:: Records for this task
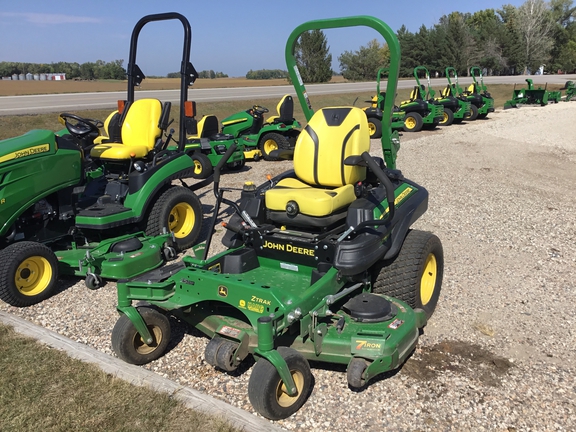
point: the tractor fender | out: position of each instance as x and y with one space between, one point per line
145 187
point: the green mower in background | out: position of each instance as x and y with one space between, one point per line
420 111
477 94
532 96
375 110
454 109
320 264
97 206
261 136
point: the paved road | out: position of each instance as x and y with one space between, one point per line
13 105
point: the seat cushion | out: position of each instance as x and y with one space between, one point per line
312 201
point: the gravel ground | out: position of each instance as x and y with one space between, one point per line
499 354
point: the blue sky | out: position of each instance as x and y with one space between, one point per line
228 36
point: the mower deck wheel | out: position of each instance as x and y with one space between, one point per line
28 273
270 142
374 127
202 165
267 392
178 209
473 113
413 122
129 345
415 274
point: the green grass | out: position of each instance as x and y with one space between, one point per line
44 389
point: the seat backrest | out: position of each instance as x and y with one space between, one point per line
140 127
285 109
332 134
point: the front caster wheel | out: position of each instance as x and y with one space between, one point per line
129 345
267 392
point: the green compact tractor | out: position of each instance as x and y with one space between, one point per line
570 88
532 96
454 109
375 110
259 136
321 262
477 94
83 204
420 111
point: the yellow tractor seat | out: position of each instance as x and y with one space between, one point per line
138 133
323 187
285 109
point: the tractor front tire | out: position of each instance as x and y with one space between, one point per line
270 142
448 118
375 127
177 209
473 113
129 345
267 392
415 274
413 122
202 166
28 273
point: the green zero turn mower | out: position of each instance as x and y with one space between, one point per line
321 263
532 96
261 136
419 110
454 110
80 203
376 109
477 93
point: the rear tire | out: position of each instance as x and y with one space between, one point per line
375 127
270 142
178 209
413 122
28 273
415 274
202 166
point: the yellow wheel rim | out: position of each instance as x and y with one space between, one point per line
285 400
33 275
181 220
428 280
141 347
371 128
410 122
270 145
197 167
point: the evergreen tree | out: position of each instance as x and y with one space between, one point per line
313 58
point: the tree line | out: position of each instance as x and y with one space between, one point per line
90 70
506 41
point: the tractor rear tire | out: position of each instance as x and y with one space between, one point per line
375 127
448 117
415 274
413 122
177 209
473 113
266 390
273 141
128 344
28 273
202 166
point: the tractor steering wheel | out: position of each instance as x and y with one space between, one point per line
82 127
259 109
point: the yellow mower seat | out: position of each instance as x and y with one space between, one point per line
323 184
138 133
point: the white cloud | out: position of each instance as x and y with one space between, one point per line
42 18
::::
(What the task requires)
Drop the images; return the entries above exactly as they appear.

(Answer area)
point: the tractor fender | out: position of each instance as x and y with one space between, one point per line
145 187
point: the green mower in background | out: position of each instance as x and y with one space between, one point per line
420 111
477 94
532 96
375 110
454 109
320 264
97 206
261 136
point: the paved road | out: position of each instance as x and y with one space between, one point per line
13 105
point: the seat cushion | out: position of each instance as x and y with one space between, one point per line
312 201
point: the gravel ground | out: position of each instance as x and y with one space between, one point per line
499 354
point: the blue sky | out: position of each instance as x and y with one space between, one point per line
228 36
point: the mower deck wheel | out: position of each instance as x and y with one space between, one point per line
28 273
270 142
374 127
202 165
267 392
178 209
473 113
413 122
129 345
415 274
point: the green grass | out: position of each instance as x and y with one space between, one point per line
44 389
point: the seat backrest | out: position of each instance as x and y with one space between, one point per line
140 127
285 109
332 134
point: the front caster wheel | out: position of each instance as x and y with one space between, one point per line
129 345
267 392
point: the green compact tractor | out: position of each instance as x and y with one space between, one point per line
570 88
532 96
454 109
375 110
259 136
321 262
477 94
83 204
420 111
point: the yellow tractor seat | out: position of each instance as x and y with one space between, one point per line
138 133
323 187
285 109
point: the tractor front tire | out: position of each instance as x and y with one space between, one point per line
270 142
448 118
375 127
177 209
473 113
129 345
267 392
415 274
413 122
202 166
28 273
point: the green zero turn mower | out: position of each instance as x and y with one space between, one point per line
321 263
532 96
261 136
419 110
454 110
80 203
376 109
477 93
point: the rear tire | out: position of each instance as x and y with one space between, one point per line
375 127
270 142
178 209
413 122
28 273
415 274
202 166
point: the yellow wheel rim | out: position of each instance as x and y with one space between, one point per line
285 400
33 275
181 220
428 280
141 347
371 128
410 122
270 145
197 167
point: the evergreen tree | out: position of each instance as x and y with one space between, one point per line
313 58
point: the tree line | out: position of each instance as x and y with one space between, one point per line
90 70
506 41
point: the tractor rear tire | out: position of each instance as x and y with one space between, one point per line
375 127
448 117
415 274
413 122
177 209
473 113
266 390
273 141
128 344
28 273
202 166
point: the tractor steering wheel | out: position of each instance as x and y with one space between, one point per line
82 127
259 109
point: the yellow mower seat | out: position of each instance as x and y with one space between, one point per line
323 184
138 133
point: the white cloud | out: position of each instance as x and y with one space between, one point per line
42 18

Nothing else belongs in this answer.